Herausforderungen:
1 - Gib aus dem Auszug über kooperatives Lernen einen Abschnitt wortgetreu wieder. Beginne bei den Worten „Im zweiten Kapitel“ und höre nach „der Sch. haben.“ auf.
2 - Fasse den Auszug über kooperatives Lernen in zwei Sätzen zusammen.
-------- Bereitgestellter Auszug
Ziel meiner Arbeit ist es, darzustellen, wie die sozialen und persönlichen Kompetenzen einer heterogenen Lerngruppe im Unterricht durch den Einsatz kooperativer Lernformen gefördert werden können. Hierzu ist es erforderlich, sich sowohl grundlegende theoretische Kenntnisse über die Bedingungen kooperativen Lernens zu verschaffen als auch deren praktische Durchführbarkeit zu reflektieren. Die Arbeit gliedert sich daher in folgende Bereiche:

Im zweiten Kapitel wird der theoretische Hintergrund insoweit dargestellt, als dies für das Verständnis der praktischen Umsetzung von Bedeutung ist, wobei vor allem die Begriffe „individualisiertes Lernen“, „Konkurrenzlernen“ und „Kooperatives Lernen“ voneinander abgegrenzt werden sollen. Darüber hinaus werden die Notwendigkeit und die Grundbedingungen des kooperativen Lernens dargestellt, die positive Auswirkungen auf die schulischen Leistungen und das Privatleben der Sch. haben.
----------------
-------- Angezeigte Informationen
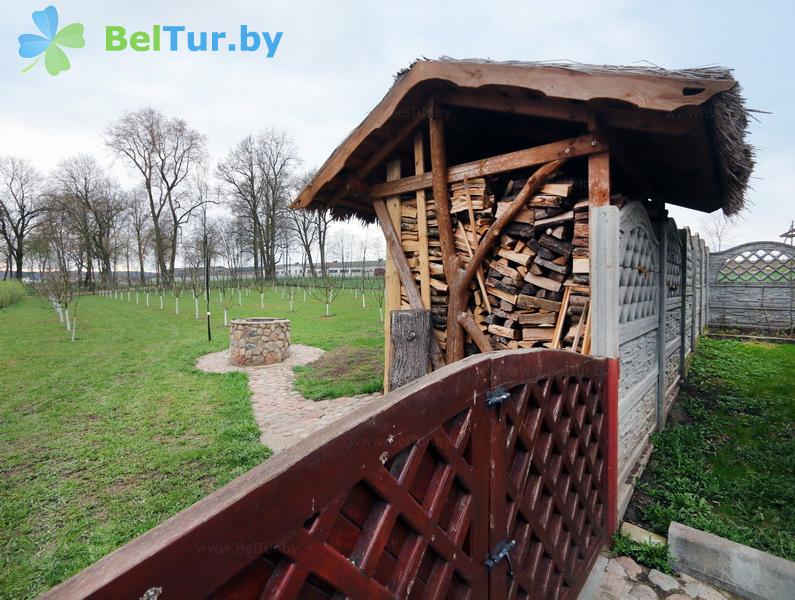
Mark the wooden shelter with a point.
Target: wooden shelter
(484, 177)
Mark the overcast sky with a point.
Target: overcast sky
(336, 60)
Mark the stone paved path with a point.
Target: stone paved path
(624, 579)
(284, 416)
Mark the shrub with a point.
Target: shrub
(10, 292)
(654, 556)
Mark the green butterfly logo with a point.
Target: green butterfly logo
(50, 42)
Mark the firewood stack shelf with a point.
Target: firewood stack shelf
(533, 289)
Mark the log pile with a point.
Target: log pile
(536, 279)
(469, 201)
(533, 287)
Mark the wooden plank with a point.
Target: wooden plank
(411, 344)
(422, 223)
(471, 214)
(543, 282)
(510, 298)
(524, 301)
(505, 332)
(538, 334)
(519, 258)
(571, 148)
(545, 318)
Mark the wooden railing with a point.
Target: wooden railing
(508, 457)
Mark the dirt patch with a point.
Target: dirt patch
(338, 362)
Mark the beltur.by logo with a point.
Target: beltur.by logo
(174, 38)
(169, 38)
(50, 42)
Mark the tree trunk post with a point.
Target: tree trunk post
(411, 343)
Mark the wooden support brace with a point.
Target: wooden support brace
(467, 321)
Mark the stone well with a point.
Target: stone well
(259, 341)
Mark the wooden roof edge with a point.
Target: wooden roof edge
(642, 87)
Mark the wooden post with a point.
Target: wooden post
(422, 223)
(411, 337)
(391, 279)
(456, 303)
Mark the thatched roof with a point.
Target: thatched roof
(685, 129)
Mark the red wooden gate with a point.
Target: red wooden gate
(503, 458)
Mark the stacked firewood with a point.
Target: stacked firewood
(533, 287)
(536, 278)
(468, 201)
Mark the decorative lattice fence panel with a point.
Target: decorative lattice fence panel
(752, 286)
(410, 497)
(639, 254)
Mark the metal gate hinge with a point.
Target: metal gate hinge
(496, 397)
(501, 551)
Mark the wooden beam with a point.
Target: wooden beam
(405, 276)
(456, 297)
(385, 149)
(564, 110)
(390, 219)
(599, 179)
(422, 223)
(467, 321)
(564, 149)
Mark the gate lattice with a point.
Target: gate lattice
(412, 498)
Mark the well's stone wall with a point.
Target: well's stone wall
(259, 341)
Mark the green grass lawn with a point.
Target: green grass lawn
(726, 463)
(103, 438)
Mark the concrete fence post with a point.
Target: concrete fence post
(685, 239)
(605, 275)
(662, 236)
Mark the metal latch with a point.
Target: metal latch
(496, 397)
(501, 551)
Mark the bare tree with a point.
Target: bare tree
(20, 207)
(718, 230)
(95, 207)
(141, 228)
(165, 152)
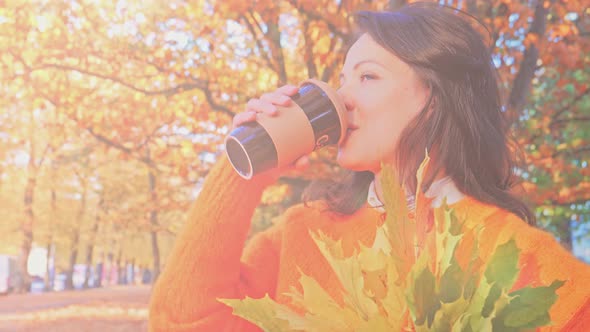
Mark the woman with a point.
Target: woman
(416, 79)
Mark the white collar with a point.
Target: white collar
(439, 189)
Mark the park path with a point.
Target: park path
(112, 309)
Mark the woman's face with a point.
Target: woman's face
(382, 95)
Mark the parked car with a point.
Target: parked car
(37, 284)
(9, 276)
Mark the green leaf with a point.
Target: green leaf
(502, 268)
(426, 301)
(451, 285)
(491, 299)
(529, 307)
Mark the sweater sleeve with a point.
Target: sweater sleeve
(545, 260)
(208, 260)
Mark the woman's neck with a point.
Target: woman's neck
(443, 186)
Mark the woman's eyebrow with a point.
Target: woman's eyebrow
(341, 76)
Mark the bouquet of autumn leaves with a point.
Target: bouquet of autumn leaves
(411, 279)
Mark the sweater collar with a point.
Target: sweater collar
(439, 189)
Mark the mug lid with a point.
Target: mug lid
(336, 101)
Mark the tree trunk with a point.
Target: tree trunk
(90, 247)
(27, 228)
(29, 220)
(564, 228)
(76, 235)
(274, 35)
(522, 82)
(49, 277)
(154, 222)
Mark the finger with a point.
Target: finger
(276, 98)
(242, 118)
(302, 163)
(260, 106)
(288, 89)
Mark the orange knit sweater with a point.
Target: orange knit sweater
(209, 260)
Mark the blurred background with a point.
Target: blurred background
(112, 113)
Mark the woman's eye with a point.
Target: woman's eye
(365, 77)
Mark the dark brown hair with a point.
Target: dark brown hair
(462, 125)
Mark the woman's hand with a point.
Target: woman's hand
(267, 104)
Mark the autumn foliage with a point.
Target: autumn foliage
(111, 113)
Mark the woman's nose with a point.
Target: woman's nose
(346, 98)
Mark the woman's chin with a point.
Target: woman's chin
(347, 161)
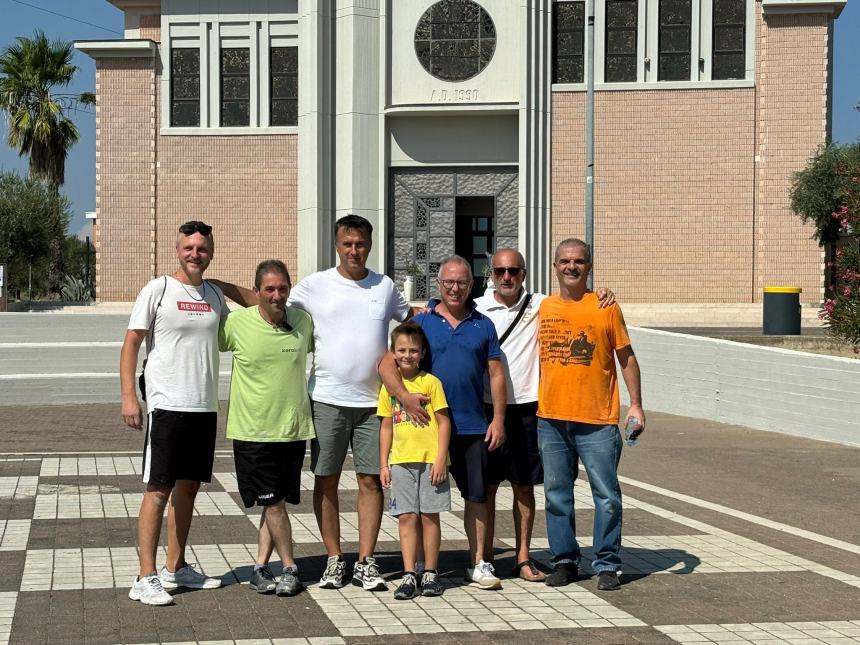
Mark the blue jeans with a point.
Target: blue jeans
(562, 444)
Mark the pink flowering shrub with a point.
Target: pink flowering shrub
(827, 194)
(841, 309)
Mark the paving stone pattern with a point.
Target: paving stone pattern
(74, 558)
(691, 575)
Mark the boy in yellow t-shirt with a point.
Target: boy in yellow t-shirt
(418, 458)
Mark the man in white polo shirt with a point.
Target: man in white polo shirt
(514, 312)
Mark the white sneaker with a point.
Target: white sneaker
(483, 575)
(335, 569)
(188, 576)
(149, 591)
(366, 575)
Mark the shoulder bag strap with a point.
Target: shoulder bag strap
(517, 319)
(151, 333)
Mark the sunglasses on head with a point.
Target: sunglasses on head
(500, 271)
(189, 228)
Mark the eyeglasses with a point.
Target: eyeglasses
(189, 228)
(500, 271)
(449, 284)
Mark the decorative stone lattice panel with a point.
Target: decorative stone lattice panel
(424, 218)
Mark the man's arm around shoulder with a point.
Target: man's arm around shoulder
(393, 382)
(240, 295)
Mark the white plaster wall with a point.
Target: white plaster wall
(765, 388)
(453, 140)
(499, 82)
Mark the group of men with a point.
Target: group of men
(530, 383)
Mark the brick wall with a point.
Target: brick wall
(692, 186)
(125, 166)
(792, 123)
(244, 186)
(673, 191)
(147, 185)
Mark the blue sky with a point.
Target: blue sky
(20, 19)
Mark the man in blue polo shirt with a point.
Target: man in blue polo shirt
(463, 346)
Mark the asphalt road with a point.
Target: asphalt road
(59, 359)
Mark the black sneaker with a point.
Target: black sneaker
(608, 581)
(430, 584)
(408, 588)
(564, 574)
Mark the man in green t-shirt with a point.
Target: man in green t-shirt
(269, 418)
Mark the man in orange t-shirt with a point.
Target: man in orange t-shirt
(578, 411)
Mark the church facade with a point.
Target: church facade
(458, 126)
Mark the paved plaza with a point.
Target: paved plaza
(730, 535)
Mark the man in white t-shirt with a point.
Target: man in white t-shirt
(511, 307)
(179, 316)
(352, 308)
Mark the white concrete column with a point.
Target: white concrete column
(316, 151)
(535, 124)
(356, 116)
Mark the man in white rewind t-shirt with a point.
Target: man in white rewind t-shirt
(352, 308)
(178, 315)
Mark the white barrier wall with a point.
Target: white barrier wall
(766, 388)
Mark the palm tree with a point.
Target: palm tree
(36, 123)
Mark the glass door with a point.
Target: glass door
(475, 236)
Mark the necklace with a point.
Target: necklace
(191, 295)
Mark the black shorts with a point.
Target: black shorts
(179, 445)
(472, 467)
(269, 471)
(519, 457)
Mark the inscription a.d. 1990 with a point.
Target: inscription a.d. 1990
(453, 96)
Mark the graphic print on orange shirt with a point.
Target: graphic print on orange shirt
(577, 343)
(565, 348)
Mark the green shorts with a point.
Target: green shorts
(336, 427)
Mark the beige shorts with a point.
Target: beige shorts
(337, 427)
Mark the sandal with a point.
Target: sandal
(528, 571)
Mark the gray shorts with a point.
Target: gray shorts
(412, 492)
(336, 427)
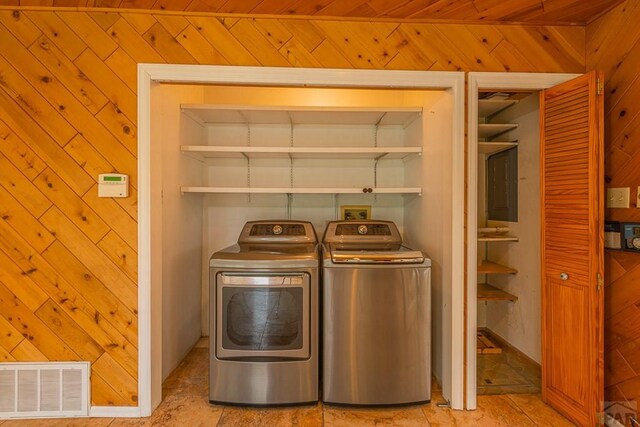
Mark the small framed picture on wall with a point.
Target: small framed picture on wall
(355, 213)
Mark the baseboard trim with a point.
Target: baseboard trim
(114, 412)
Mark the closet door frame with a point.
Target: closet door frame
(485, 81)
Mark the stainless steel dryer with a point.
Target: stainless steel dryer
(376, 316)
(264, 316)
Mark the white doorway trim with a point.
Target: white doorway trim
(475, 82)
(150, 303)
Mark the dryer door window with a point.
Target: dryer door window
(262, 316)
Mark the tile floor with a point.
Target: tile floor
(186, 404)
(509, 372)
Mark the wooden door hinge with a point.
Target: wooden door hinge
(599, 87)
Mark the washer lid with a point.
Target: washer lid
(277, 232)
(401, 256)
(369, 232)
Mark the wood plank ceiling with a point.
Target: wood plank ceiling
(529, 11)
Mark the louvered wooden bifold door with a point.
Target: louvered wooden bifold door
(571, 120)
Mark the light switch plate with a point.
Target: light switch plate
(618, 197)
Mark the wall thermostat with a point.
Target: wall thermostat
(113, 185)
(612, 235)
(631, 236)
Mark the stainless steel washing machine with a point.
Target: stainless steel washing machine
(264, 316)
(376, 316)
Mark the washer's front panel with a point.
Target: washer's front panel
(265, 377)
(376, 338)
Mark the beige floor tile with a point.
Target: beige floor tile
(538, 411)
(178, 411)
(61, 422)
(304, 416)
(408, 416)
(492, 411)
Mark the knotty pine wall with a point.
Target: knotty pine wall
(68, 281)
(613, 45)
----------------
Gelöste Aufgaben:
1 -
Im zweiten Kapitel wird der theoretische Hintergrund insoweit dargestellt, als dies für das Verständnis der praktischen Umsetzung von Bedeutung ist, wobei vor allem die Begriffe „individualisiertes Lernen“, „Konkurrenzlernen“ und „Kooperatives Lernen“ voneinander abgegrenzt werden sollen. Darüber hinaus werden die Notwendigkeit und die Grundbedingungen des kooperativen Lernens dargestellt, die positive Auswirkungen auf die schulischen Leistungen und das Privatleben der Sch. haben.

2 - Die Arbeit will zeigen, wie kooperative Lernformen im Unterricht die sozialen und persönlichen Kompetenzen einer heterogenen Lerngruppe fördern können, wofür sowohl theoretische Kenntnisse als auch eine Reflexion der praktischen Durchführbarkeit nötig sind. Das zweite Kapitel grenzt dazu individualisiertes Lernen, Konkurrenzlernen und kooperatives Lernen voneinander ab und stellt die Notwendigkeit und die Grundbedingungen des kooperativen Lernens dar.